▶ _DATA RECORDS_:
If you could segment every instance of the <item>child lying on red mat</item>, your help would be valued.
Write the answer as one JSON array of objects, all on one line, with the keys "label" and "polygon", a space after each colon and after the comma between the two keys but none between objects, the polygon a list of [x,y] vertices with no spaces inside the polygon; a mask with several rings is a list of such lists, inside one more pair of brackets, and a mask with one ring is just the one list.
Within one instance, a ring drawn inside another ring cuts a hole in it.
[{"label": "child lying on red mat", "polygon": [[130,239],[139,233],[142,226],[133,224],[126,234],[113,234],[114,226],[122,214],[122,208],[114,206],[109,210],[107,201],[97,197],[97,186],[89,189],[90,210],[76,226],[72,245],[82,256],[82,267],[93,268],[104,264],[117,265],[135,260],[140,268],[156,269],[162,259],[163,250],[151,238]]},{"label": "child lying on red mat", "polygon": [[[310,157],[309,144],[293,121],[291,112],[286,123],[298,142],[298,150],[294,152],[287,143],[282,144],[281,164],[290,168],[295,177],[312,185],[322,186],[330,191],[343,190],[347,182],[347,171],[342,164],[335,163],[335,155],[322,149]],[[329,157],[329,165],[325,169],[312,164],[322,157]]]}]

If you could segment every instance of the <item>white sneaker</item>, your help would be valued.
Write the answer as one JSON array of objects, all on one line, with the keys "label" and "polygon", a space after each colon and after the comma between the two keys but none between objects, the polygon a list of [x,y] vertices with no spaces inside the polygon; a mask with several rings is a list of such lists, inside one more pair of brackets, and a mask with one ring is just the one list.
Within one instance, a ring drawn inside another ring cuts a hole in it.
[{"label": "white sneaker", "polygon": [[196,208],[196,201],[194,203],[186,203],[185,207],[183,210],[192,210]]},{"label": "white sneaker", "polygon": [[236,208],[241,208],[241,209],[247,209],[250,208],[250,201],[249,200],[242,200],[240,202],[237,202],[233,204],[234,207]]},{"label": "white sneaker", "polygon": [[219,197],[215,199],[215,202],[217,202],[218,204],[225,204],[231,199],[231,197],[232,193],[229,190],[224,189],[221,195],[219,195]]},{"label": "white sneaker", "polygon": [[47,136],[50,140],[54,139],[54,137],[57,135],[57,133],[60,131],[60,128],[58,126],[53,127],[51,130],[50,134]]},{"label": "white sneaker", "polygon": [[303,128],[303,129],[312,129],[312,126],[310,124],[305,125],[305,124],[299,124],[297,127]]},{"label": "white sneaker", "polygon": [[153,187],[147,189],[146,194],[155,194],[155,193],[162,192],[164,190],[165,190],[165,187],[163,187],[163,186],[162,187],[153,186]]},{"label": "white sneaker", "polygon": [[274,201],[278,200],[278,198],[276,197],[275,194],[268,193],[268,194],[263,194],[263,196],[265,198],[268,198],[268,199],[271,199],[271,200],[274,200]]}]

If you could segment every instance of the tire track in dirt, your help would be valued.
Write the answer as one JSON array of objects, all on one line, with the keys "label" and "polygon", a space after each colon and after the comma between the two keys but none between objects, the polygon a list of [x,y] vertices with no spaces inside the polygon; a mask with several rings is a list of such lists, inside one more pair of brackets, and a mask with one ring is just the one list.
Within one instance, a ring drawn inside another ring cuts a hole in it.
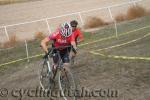
[{"label": "tire track in dirt", "polygon": [[[6,70],[6,73],[0,76],[0,87],[5,87],[11,90],[15,88],[35,89],[40,86],[38,76],[38,71],[40,69],[38,65],[40,62],[41,61],[35,61],[27,66],[20,66],[15,72],[8,72]],[[142,98],[148,100],[147,93],[149,91],[149,85],[140,81],[143,76],[141,76],[140,79],[138,77],[140,74],[144,75],[144,73],[147,73],[146,68],[149,67],[149,64],[150,63],[148,62],[142,61],[113,60],[105,57],[94,56],[88,53],[86,49],[82,49],[76,57],[76,64],[73,66],[72,71],[78,76],[78,83],[80,83],[81,86],[80,88],[84,87],[90,91],[97,89],[119,91],[119,96],[117,98],[86,97],[85,100],[99,100],[99,98],[101,98],[101,100],[106,100],[107,98],[110,100],[124,100],[124,97],[126,99]],[[144,68],[141,68],[141,66]],[[134,74],[135,71],[138,72],[138,70],[140,70],[139,74]],[[138,83],[136,83],[137,80]],[[11,96],[9,96],[9,99],[16,100]],[[80,98],[79,100],[82,99],[83,98]],[[8,99],[3,98],[2,100]],[[22,100],[50,100],[50,98],[23,97]],[[54,98],[52,100],[61,99]]]}]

▶ _YOUR TASK_: If the material above contains pictures, exclude them from an otherwise exact transcription.

▶ _ANSWER BELOW_:
If you could segment every instance of the <item>child lying on red mat</item>, your help would be valued.
Write the answer as one JSON array of objects, all on one line, with the keys "label" and "polygon", a space after each colon and after the comma between the two keys but none between objects, the polygon a list of [x,y] vertices with no spaces inside the polygon; a mask with several rings is a list of such lists, inside one more pair of brackets, and a mask with one ring is just the one list.
Within one instance, a ring drawn inside another ring cuts a hole in it.
[{"label": "child lying on red mat", "polygon": [[130,239],[139,233],[142,226],[133,224],[126,234],[113,234],[114,226],[122,214],[122,208],[114,206],[109,210],[107,201],[97,197],[97,186],[89,189],[90,210],[76,226],[72,245],[82,256],[82,267],[93,268],[104,264],[117,265],[135,260],[140,268],[156,269],[162,259],[163,250],[151,238]]},{"label": "child lying on red mat", "polygon": [[[310,157],[309,144],[293,121],[291,112],[286,123],[298,142],[298,150],[294,152],[287,143],[282,144],[281,164],[290,168],[295,177],[312,185],[322,186],[330,191],[343,190],[347,182],[347,171],[342,164],[335,163],[335,155],[322,149]],[[329,157],[329,165],[325,169],[312,164],[322,157]]]}]

If you could segment every instance of the <item>white sneaker</item>, your help would be valued.
Write the answer as one JSON array of objects, all on one line, with the keys "label" and "polygon", a space after each colon and after the comma between the two keys but none between objects, the polygon a list of [x,y] vertices with no spaces inside the polygon; a mask with several rings is a list of such lists, inside one more pair of brackets, and a mask with one ring is just the one list.
Within one instance, a ring drawn inside another ring cuts a hole in it.
[{"label": "white sneaker", "polygon": [[196,208],[196,201],[194,203],[186,203],[185,207],[183,210],[192,210]]},{"label": "white sneaker", "polygon": [[236,208],[241,208],[241,209],[247,209],[250,208],[250,201],[249,200],[242,200],[240,202],[237,202],[233,204],[234,207]]},{"label": "white sneaker", "polygon": [[219,197],[215,199],[215,202],[217,202],[218,204],[225,204],[231,199],[231,197],[232,193],[229,190],[224,189],[221,195],[219,195]]},{"label": "white sneaker", "polygon": [[47,136],[50,140],[54,139],[54,137],[57,135],[57,133],[60,131],[60,128],[58,126],[53,127],[51,130],[50,134]]},{"label": "white sneaker", "polygon": [[303,128],[303,129],[312,129],[312,126],[310,124],[305,125],[305,124],[299,124],[297,127]]},{"label": "white sneaker", "polygon": [[153,187],[147,189],[146,194],[155,194],[155,193],[162,192],[164,190],[165,190],[165,187],[163,187],[163,186],[162,187],[153,186]]},{"label": "white sneaker", "polygon": [[274,201],[278,200],[278,198],[276,197],[275,194],[268,193],[268,194],[263,194],[263,196],[265,198],[268,198],[268,199],[271,199],[271,200],[274,200]]}]

If you could segment every instance of the tire track in dirt, your help would be valued.
Write the answer as one JSON array of objects, all on one line, with the keys "label" and "polygon", a space after each colon and after the comma between the two keys but none between objects, the polygon a list of [x,y] vertices with no spaces inside the polygon; a mask with several rings is a list of such lists, inside one more pair of brackets, and a mask with one ring is just the one list.
Within one instance, a ring drawn inside another ring cuts a hole in it.
[{"label": "tire track in dirt", "polygon": [[[6,70],[6,73],[0,76],[0,87],[5,87],[11,90],[15,88],[35,89],[40,86],[38,76],[38,71],[40,69],[38,65],[40,62],[41,61],[35,61],[27,66],[20,66],[15,72],[8,72]],[[142,98],[148,100],[147,93],[149,91],[149,85],[140,81],[143,76],[141,76],[140,79],[138,77],[140,74],[144,75],[144,73],[147,73],[146,68],[149,67],[149,64],[150,63],[148,62],[142,61],[113,60],[105,57],[94,56],[88,53],[86,49],[82,49],[76,57],[76,64],[73,66],[72,71],[78,76],[78,83],[80,83],[81,86],[80,88],[84,87],[90,91],[97,89],[119,91],[119,96],[117,98],[86,97],[85,100],[99,100],[99,98],[101,98],[101,100],[106,100],[107,98],[110,100],[124,100],[124,97],[126,99]],[[144,68],[141,68],[141,66]],[[134,74],[135,71],[138,72],[138,70],[140,70],[139,74]],[[138,83],[136,83],[137,80]],[[11,96],[9,96],[9,99],[16,100]],[[80,98],[79,100],[82,99],[83,98]],[[8,99],[3,98],[2,100]],[[22,100],[50,100],[50,98],[23,97]],[[54,98],[52,100],[61,99]]]}]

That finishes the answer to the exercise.